La création en 1942 du S.T.O. -le service du travail obligatoire- gonfle les effectifs de la Résistance, nombre de jeunes préférant rejoindre le maquis plutôt que de partir travailler en Allemagne. “Nous n’avions pas d’armes, les parachutages, c’était tous les 36 du mois. Bouffer du Boche m’intéressait. Je suis entré dans un groupe franc pour monter des opérations de ravitaillement et mener les actions les plus dangereuses. L’hiver était rude. Décembre dans le Haut-Jura, c’est pas la Côte d’Azur.
“Les chantiers de jeunesse étaient des lieux de bonne ressource. D’autant qu’il n’y avait pas d’armes. Une nuit, nous avons coupé les lignes téléphoniques et nous sommes entrés dans le camp. Je fais partie du groupe chargé d’immobiliser ceux qui sont dans la salle de garde, tandis que les autres doivent piquer tout ce qu’ils trouvent : camions, side-cars, vélos, nourriture, chaussures, blousons de cuir, etc. Nous allons dans la salle de garde : “C’est le maquis, bougez pas ! On va vous attacher pour montrer que vous vous êtes défendus, comme cela vous ne serez pas inquiétés après notre départ.” On laisse un gars avec la seule mitraillette que possédait notre groupe, une Sten. De temps en temps, il sort, passe la Sten à un autre qui entre à son tour dans la salle. Les jeunes ont cru que nous étions armés jusqu’aux dents !”
Les maquisards attaquent les convois en route pour l’Allemagne, récupérant au passage riz, pommes de terre, beurre, café et, une fois… 7 tonnes de gruyère. “Nous étions aidés par les paysans. En échange, on leur donnait des bons de réquisition qu’ils pouvaient se faire rembourser. La population du Jura nous soutenait, elle était très patriote.”

■ SÉRIE D'EXERCICES ■
[1] D'après le texte sur le maquis du Jura, quelle était la seule arme dont disposait le groupe lors de l'attaque du chantier de jeunesse ?
[2] Prolongez le texte sur le maquis du Jura en reprenant après sa dernière phrase.

■ DONNÉES EXTRAITES ■
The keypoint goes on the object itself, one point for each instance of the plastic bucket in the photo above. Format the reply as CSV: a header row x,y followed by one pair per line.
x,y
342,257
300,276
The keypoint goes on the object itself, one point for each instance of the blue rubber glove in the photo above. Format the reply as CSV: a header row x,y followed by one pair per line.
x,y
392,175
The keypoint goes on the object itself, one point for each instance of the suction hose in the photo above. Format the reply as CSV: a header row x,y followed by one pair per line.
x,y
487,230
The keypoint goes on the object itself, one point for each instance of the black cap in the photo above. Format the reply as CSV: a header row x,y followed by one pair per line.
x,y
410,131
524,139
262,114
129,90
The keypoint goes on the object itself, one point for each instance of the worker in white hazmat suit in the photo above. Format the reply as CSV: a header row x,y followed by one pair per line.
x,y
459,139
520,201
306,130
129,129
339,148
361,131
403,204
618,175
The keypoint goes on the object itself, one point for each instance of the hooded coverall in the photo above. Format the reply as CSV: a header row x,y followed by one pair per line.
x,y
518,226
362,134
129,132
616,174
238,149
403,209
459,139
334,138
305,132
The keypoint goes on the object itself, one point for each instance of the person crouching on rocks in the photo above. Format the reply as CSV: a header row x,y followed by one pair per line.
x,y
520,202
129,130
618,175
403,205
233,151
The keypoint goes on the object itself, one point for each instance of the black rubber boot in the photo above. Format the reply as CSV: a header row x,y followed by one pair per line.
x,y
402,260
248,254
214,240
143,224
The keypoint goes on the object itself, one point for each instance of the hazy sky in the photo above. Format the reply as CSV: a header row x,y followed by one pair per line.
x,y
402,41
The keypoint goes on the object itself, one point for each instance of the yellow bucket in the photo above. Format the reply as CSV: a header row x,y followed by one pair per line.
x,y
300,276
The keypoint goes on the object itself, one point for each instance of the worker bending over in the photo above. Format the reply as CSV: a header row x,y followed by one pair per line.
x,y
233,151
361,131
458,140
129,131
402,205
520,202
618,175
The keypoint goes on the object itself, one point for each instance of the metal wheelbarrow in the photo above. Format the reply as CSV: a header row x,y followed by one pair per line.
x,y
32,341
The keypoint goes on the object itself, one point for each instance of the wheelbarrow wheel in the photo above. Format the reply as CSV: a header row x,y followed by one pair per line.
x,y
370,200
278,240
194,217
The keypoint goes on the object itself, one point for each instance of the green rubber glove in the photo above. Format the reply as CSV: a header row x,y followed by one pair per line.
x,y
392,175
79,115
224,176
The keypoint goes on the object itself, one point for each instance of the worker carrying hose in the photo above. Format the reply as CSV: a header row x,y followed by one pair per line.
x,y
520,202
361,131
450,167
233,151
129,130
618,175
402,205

■ RÉPONSES ATTENDUES ■
[1] Une mitraillette Sten.

[2]
En mars 1944, les Allemands voyant l’importance prise par les maquis, chargent les GMR (groupes mobiles de réserve, qui appartiennent à la police pétainiste) de les déloger. “Ils sont restés 48 heures et sont repartis. Ils ont alors été remplacés par la 157e division d’infanterie de la Wehrmacht, stationnée à Grenoble, qui a attaqué notre maquis le 7 avril. Nous avons tenu jusqu’à la nuit. Nous avions plusieurs camps et montions des guet-apens. Le Jura étant favorable à la guérilla, les Allemands n’aimaient pas entrer en forêt. En représailles aux actions de la Résistance, les nazis ont beaucoup brûlé autour d’eux et fusillé nombre d’otages civils. Dans un de ces villages martyrisés, près d’Oyonnax, on a retrouvé six de nos camarades, nus, les yeux crevés, la langue arrachée, les testicules coupés. Ils avaient brûlé leurs corps. On a reconnu l’un d’eux grâce à une mèche rousse qui avait échappé au feu. C’était l’horreur !”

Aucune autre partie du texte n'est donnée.